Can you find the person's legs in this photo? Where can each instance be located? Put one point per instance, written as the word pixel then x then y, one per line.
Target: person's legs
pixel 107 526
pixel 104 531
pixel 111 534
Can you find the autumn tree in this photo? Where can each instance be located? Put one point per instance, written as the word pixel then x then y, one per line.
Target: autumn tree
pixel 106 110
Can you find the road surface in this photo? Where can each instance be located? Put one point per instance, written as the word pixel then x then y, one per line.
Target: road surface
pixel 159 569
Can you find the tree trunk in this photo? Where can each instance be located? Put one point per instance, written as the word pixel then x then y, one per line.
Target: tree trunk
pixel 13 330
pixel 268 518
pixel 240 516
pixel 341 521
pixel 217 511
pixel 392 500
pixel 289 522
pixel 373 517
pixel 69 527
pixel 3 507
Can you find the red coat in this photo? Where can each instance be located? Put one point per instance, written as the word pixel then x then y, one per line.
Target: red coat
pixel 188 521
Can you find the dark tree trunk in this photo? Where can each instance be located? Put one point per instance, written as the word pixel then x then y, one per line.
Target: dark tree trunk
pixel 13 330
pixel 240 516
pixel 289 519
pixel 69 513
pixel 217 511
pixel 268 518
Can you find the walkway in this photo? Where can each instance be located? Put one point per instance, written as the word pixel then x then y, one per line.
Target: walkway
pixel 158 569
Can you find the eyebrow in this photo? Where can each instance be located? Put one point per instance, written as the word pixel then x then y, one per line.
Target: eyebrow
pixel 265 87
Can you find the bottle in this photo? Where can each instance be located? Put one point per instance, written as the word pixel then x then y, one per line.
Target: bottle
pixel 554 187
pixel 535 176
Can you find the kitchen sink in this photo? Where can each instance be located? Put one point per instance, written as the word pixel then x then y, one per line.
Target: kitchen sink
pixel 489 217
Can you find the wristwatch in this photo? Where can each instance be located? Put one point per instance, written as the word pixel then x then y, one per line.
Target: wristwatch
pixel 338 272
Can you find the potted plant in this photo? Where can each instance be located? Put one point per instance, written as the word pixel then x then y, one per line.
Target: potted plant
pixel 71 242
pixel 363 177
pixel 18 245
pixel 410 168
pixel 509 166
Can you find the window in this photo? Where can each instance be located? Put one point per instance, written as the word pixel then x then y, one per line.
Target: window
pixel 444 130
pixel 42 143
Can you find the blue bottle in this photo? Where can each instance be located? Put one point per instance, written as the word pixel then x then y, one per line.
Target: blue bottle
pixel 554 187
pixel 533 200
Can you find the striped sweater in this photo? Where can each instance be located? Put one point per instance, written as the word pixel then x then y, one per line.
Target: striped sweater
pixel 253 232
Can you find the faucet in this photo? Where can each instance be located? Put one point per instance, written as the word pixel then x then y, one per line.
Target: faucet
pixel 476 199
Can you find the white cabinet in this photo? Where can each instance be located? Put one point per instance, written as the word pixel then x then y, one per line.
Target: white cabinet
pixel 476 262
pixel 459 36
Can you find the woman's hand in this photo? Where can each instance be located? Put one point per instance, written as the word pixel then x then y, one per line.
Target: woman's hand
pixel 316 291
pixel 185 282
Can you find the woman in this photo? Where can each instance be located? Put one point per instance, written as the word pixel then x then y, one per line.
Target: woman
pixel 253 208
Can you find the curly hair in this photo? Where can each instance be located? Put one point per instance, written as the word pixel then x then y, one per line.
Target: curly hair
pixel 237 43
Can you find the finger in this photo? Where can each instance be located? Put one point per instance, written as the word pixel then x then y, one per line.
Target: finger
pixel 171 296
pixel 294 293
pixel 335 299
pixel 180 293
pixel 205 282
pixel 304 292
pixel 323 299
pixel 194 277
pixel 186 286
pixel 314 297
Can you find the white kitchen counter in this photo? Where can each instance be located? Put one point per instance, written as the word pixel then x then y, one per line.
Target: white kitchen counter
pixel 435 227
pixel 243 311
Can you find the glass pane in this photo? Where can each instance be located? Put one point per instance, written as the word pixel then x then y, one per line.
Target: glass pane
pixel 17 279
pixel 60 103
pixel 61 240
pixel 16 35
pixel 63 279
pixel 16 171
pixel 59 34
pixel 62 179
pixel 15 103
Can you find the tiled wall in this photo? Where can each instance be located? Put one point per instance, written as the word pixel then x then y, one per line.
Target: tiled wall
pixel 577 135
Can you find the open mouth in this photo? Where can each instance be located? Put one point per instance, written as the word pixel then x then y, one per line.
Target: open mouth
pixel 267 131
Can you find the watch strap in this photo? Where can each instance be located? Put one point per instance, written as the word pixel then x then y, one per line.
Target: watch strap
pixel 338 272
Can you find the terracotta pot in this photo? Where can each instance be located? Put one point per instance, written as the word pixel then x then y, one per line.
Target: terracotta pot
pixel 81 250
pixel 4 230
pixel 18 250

WHAT THE TASK ASKS: Reproduce all of the records above, switching every "instance" to "occurrence" and leaving the rest untouched.

TASK SOLUTION:
Can you find the person's legs in this photo? Where can each occurrence be located? Put one point per occurrence, written as the word pixel then x then y, one per line.
Target: person's legs
pixel 107 526
pixel 104 531
pixel 111 534
Can you find the autumn tree in this photo? Where can each occurrence be located? Put one point per occurrence, written as the word pixel then x then y, one per line.
Target: autumn tree
pixel 106 110
Can you find the road surface in this photo? Where can each occurrence be located? Put one point per occurrence, written as the word pixel then x then y, one per line.
Target: road surface
pixel 159 569
Can you find the tree trunk in this photo? Where can each occurrence be located? Put one point per occurrence, written as the word pixel then x then y, one per line.
Target: tree trunk
pixel 13 330
pixel 268 518
pixel 240 516
pixel 341 521
pixel 217 511
pixel 392 500
pixel 289 522
pixel 373 517
pixel 69 527
pixel 3 507
Can you find the red coat in this photo? Where can each occurrence be located? Put one point per occurrence, written as the word pixel then x then y, one per line.
Target: red coat
pixel 188 521
Can you find the dark tree trunk in this photo? Where can each occurrence be located? Put one point per occurrence, written as the word pixel then x then y, one per line.
Target: dark tree trunk
pixel 13 330
pixel 240 516
pixel 289 519
pixel 69 513
pixel 217 511
pixel 268 518
Can you find the walkway in this photo? Where can each occurrence be located? Put one point per occurrence, written as the word pixel then x then y, one per line.
Target: walkway
pixel 158 569
Can you find the eyebrow in this photo? Where can each occurrence be located? Put one point per occurrence, written as the word pixel then x then y, one per line.
Target: eyebrow
pixel 265 87
Can you find the bottle in this photo? Where can each occurrence be located? Put one point per occurrence, written as the word pixel then x then y, one per line.
Target: bottle
pixel 554 187
pixel 535 176
Can you find the kitchen sink in this photo? Where can each occurrence be located? Put one point per occurrence, written as the word pixel then x then y, one per line.
Target: kitchen sink
pixel 489 217
Can you find the wristwatch in this photo? Where can each occurrence be located? Put one point per occurrence, written as the word pixel then x then y, one per line.
Target: wristwatch
pixel 338 272
Can you find the potted plant in this photo? Where can each occurrence be located? Put one point per occurrence, written as the word pixel then x then y, one per line.
Target: potted plant
pixel 71 242
pixel 363 177
pixel 18 245
pixel 410 168
pixel 509 166
Can you find the window in this photo? Where can each occurrence be located? Put one point per occurrence, written as the word pixel then x then y, one per line.
Target: window
pixel 444 130
pixel 42 143
Can you find the blue bottle in this photo? Where can each occurrence be located? Put one point per occurrence, written as the word pixel then x then y, one per line.
Target: blue bottle
pixel 554 187
pixel 533 200
Can you find the striped sweater in this photo? Where can each occurrence be located? Put one point per occurrence, written as the word pixel then x then y, one per line.
Target: striped sweater
pixel 253 232
Can you find the faucet in this photo? Where can each occurrence be located? Put one point per occurrence, written as the word pixel then x then y, one per line.
Target: faucet
pixel 476 199
Can you find the white cabinet in this photo? Where can each occurrence be located? Put one point per occurrence, written as the word pixel then x then y, one per line.
Target: white cabinet
pixel 476 262
pixel 459 36
Can you find the woman's hand in this photo? Where can each occurrence be located? Put one point per occurrence, written as the word pixel then x then y, one per line.
Target: woman's hand
pixel 316 291
pixel 185 282
Can you find the woman in this photo? Where can each occurrence be located? Put one point per occurrence, written as the word pixel then x then y, one per line.
Target: woman
pixel 253 208
Can you find the curly hair in this photo? Where can each occurrence be located? Put one point per occurrence, written as the word pixel then x then y, one per line.
Target: curly hair
pixel 237 43
Can you find the finger in this photo? Where can each occurrence be located? Put one point per occurrence, written as the word pixel then x then y, one per line.
Target: finger
pixel 171 296
pixel 294 293
pixel 335 299
pixel 180 293
pixel 205 282
pixel 304 292
pixel 323 299
pixel 194 277
pixel 186 286
pixel 314 297
Can you find the white kitchen counter in this photo? Where can each occurrence be located? Put one point per occurrence, written as the word pixel then x then y, one per line.
Target: white kitchen counter
pixel 435 227
pixel 243 311
Can you find the glass pane in this photo? Where can each occurrence be located? Put one point per occurrence, written as the word pixel then x then y, one per line.
Target: glass pane
pixel 17 279
pixel 60 103
pixel 61 240
pixel 16 35
pixel 63 279
pixel 16 171
pixel 59 34
pixel 62 179
pixel 15 103
Can you find the tiled wall in this photo? Where can each occurrence be located? Put one point per occurrence, written as the word pixel then x then y, one per line.
Target: tiled wall
pixel 577 135
Can you find the open mouth in this photo? Where can each occurrence be located? Put one point per occurrence, written as the word pixel then x then y, one per line.
Target: open mouth
pixel 267 131
Can you find the watch strap in this photo? Where can each occurrence be located? Put one point per occurrence, written as the word pixel then x then y, one per line.
Target: watch strap
pixel 338 272
Can you find the terracotta pot in this photo? Where can each occurrence be located? Put one point per occurrence, written as the word pixel then x then y, one per line.
Target: terracotta pot
pixel 81 250
pixel 4 230
pixel 18 250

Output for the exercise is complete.